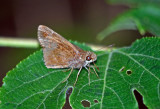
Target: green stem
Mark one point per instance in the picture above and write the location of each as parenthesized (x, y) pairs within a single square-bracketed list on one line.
[(18, 42)]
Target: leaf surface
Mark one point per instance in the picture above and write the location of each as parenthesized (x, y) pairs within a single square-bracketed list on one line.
[(145, 18), (32, 86)]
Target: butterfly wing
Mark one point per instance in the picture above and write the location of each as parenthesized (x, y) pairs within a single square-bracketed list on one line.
[(57, 51)]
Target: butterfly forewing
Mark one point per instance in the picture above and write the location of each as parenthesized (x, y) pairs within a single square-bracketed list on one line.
[(58, 52)]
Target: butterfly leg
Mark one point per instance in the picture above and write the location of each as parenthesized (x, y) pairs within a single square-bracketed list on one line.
[(78, 75), (69, 75), (67, 70), (88, 74)]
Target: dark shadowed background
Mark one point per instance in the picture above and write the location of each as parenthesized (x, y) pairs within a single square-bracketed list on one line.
[(79, 20)]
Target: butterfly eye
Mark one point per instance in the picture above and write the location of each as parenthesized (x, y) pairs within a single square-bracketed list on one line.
[(88, 58)]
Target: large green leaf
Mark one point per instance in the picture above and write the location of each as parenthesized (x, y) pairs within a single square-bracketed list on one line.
[(32, 86), (134, 2), (146, 18)]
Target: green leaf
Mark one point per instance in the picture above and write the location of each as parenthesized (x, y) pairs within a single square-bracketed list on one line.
[(144, 18), (134, 2), (32, 86)]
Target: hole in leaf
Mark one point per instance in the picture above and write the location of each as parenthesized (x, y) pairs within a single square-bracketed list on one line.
[(129, 72), (121, 69), (85, 103), (95, 101), (67, 104), (139, 99)]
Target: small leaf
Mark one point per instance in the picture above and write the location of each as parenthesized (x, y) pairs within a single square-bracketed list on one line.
[(32, 86), (144, 18)]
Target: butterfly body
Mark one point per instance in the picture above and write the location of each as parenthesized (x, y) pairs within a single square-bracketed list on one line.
[(60, 53)]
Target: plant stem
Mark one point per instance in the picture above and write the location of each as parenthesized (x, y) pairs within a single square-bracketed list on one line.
[(18, 42)]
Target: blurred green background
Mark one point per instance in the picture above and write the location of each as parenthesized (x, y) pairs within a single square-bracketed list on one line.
[(79, 20)]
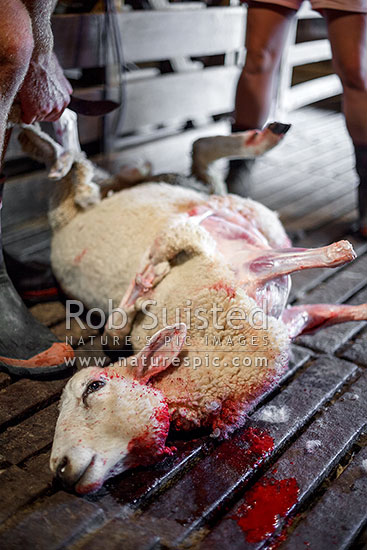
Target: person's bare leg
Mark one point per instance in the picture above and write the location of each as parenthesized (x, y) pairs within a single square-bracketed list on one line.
[(15, 54), (266, 33), (264, 265), (307, 318), (348, 38)]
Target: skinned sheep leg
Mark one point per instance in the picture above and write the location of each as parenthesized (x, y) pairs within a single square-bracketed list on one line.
[(244, 145), (306, 318), (275, 263)]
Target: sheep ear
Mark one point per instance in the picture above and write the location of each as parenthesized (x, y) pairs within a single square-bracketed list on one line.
[(158, 355)]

--------------------------------

Task description.
Repeat the entries exactly, without pictures.

Exercise solution.
Target: green stem
Mark one point per instance in the picture above and write the location of each as parenthesized (x, y) pairs within a single square-bracketed list on one line.
[(18, 42)]
Target: leaf surface
Mark one point per instance in the picture above and write the location of each as parenthesized (x, y) pairs within a single square-bracketed list on one line.
[(145, 18), (32, 86)]
Target: butterfly wing
Mark one point per instance in the picture above and write the location of each as parenthesized (x, y) pairs within a single square-bracketed list on one line.
[(57, 51)]
Target: butterfly forewing
Mark one point per instance in the picture above and write the location of each as parenthesized (x, y) pairs within a single square-bracketed list on one line.
[(58, 52)]
Target: butterfly leg
Mark one point per instance in the picture above and write the location of each as parenthesized (x, y) pairs within a single square-bracketed list on one line.
[(78, 75), (69, 75), (67, 70), (88, 74)]
Target: dark shadowed background
Mark one point per instance in the picture above and write the location of each as parenthesized (x, y) pairs within a single square-bracketed list on one line.
[(79, 20)]
Target: butterfly eye
Mark one point per instance in the picture above and write the location of each as parenthesized (x, y) pairs within a single square-bracketed list on one line.
[(88, 58)]
Target: large green leaf
Mark one point per instance in the picture above and write the location of each as parenthesized (x, y) pairs within a single square-bracketed list on one line.
[(32, 86), (134, 2), (146, 18)]
Target: green leaf
Mark one point per instance in the picture above and write the location of each as parenthesized (x, y) pairs within a single square-bracketed list on one line.
[(144, 18), (134, 2), (32, 86)]
Target: hole in leaf
Mark one point per instance in the picture above and write the location of each as parenthesized (x, y) pairs within a single square-bracketed list on one line.
[(129, 72), (121, 69), (85, 103), (95, 101), (67, 104), (139, 99)]
Target: small leaf
Mark one point per instance in the picture above and write the location of each as parenthesized (x, y) pairs within a single square-bracketed list on one line.
[(32, 86), (144, 18)]
Target: butterfly body
Mark one point per instance in the picture above and write the location of each as parenthesized (x, y) pairs within a single square-bracketed list on one line.
[(60, 53)]
Target: plant stem
Mark one point per instance in the picture above and write the location of each as parenthesized (x, y) pairs within a single square-bracketed list on one line.
[(18, 42)]
Target: blurred green background
Mark one point per instance in the picture above and write the location of each as parenthesized (x, y) pairs within a single square-bracketed list on one line.
[(79, 20)]
Target: person's bare leg
Mark one point per instance in the picture above and write the location of each as parenthesized (x, y) pairs within a single square-bracketed list on one line.
[(15, 54), (266, 33), (264, 265), (307, 318), (348, 38)]
Target: skinned sheep leg
Mark one point per instance in the picture above and write the location of each as parenthesized (x, y) pairs within a single square-bracketed list on one line.
[(244, 145), (306, 318), (275, 263)]
Target: sheep ear
Mark one point per instance in the picture above and write the location of each as parenthesized (x, y) pairs within a single square-bracketed list on one line.
[(158, 355)]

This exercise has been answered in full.